**EXTRACTED TEXT**
◆ ◆ ◆ ◆ ◆
When I first began remembering my dreams in summer 1962, I was in graduate school at the University of Utah, working as a summer graduate research assistant at Lawrence Livermore National Laboratory in Livermore, California. I was also a member of the U of Utah LDS stake mission presidency.  I did not know what to do with this new experience. Having grown up Mormon, I was taught that dreams were important. But now that I had begun to have them, there was no one available who could help me, despite claims of Mormon leaders that they and the Church were guided by divine revelation.

By May Day 1965 I had graduated from the university and was working in San Diego as a research scientist studying nuclear fuels for atomic power reactors. I was also in an intense correspondence with a former Mormon leader, who had been excommunicated from the Church three years earlier and whom I was trying to help recover from that trauma. See here for details. This struggle to help my friend led to surprising life twists and turns, just as he had predicted in his letter May 5, 1965.

That was then.

Leaping ahead to my experience with Orthodoxy, there are two recent dreams that belong to this current narrative. The first came the night after our first parish council meeting in fall 2008. The second came the week end after Professor David Drillock's visit in September 2009.

To be continued....

Friday, April 23, 2010

The Dean's Visit

Posted: 23 April 2010

It was a strange time with a surprisingly large congregation, compared to last week. All undoubtedly came to meet the new dean and get a preview of how the parish will fare after Fr. John's departure. Dean Fr. Seraphim Hish (sp?) celebrated the Liturgy and met with the Parish Council following the fellowshipping period. Although I had resigned my council post shortly after Fr. John's announcement, as did Barbara weeks before that, Dimitri, as council president, invited us both to attend.

Of primary importance, we got a hint of the care and deliberation the Diocese leadership is giving our little mission.

The Liturgical singing was again troubling and I became quiet midway for the remainder of the service. Often the Dean would speak or sing so softly that we could not hear him. There was clearly a message in this.

We learned that Fr. Seraphim is a convert (we already knew this), but what we did not know was that he is married with a large young family: five children aged ten, eight, six, four and two. Wow! We also learned that he has Masters Degree in physics, which bodes well for our particular parish. Furthermore, he has been given primary responsibility for our mission until a new priest is found and the mission becomes a stable parish.
◆ ◆ ◆ ◆ ◆
**TASK SET**
1) Answer these about the excerpt, one line each:
(a) Where did the writer work as a summer graduate research assistant in 1962?
(b) What was the writer studying as a research scientist in San Diego by May Day 1965?
(c) How many children does Fr. Seraphim have?
2) Swap "congregation" for "crowd" in everything from "It was a strange" down to "message in this." in the excerpt, and write out that part.

**COLLECTED MATERIAL**
◆ ◆ ◆ ◆ ◆
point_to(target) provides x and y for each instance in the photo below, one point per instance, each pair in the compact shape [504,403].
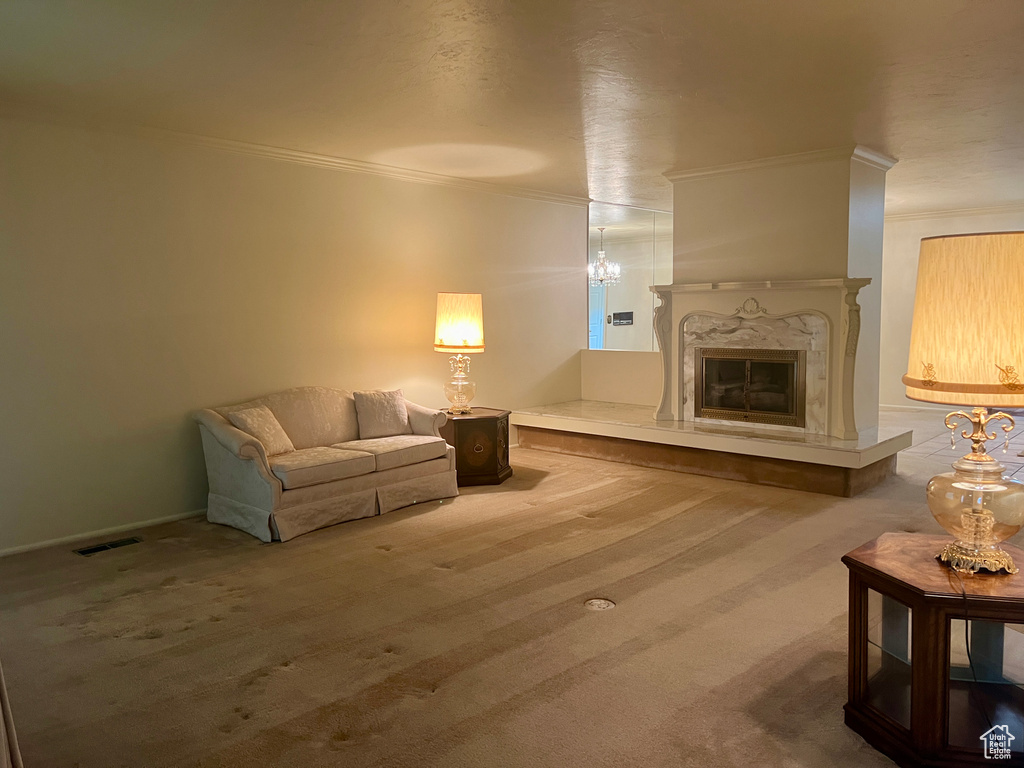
◆ ◆ ◆ ◆ ◆
**ANSWERS TO THE EXERCISE**
1)
(a) Lawrence Livermore National Laboratory in Livermore, California
(b) Nuclear fuels for atomic power reactors
(c) Five

2)
It was a strange time with a surprisingly large crowd, compared to last week. All undoubtedly came to meet the new dean and get a preview of how the parish will fare after Fr. John's departure. Dean Fr. Seraphim Hish (sp?) celebrated the Liturgy and met with the Parish Council following the fellowshipping period. Although I had resigned my council post shortly after Fr. John's announcement, as did Barbara weeks before that, Dimitri, as council president, invited us both to attend.

Of primary importance, we got a hint of the care and deliberation the Diocese leadership is giving our little mission.

The Liturgical singing was again troubling and I became quiet midway for the remainder of the service. Often the Dean would speak or sing so softly that we could not hear him. There was clearly a message in this.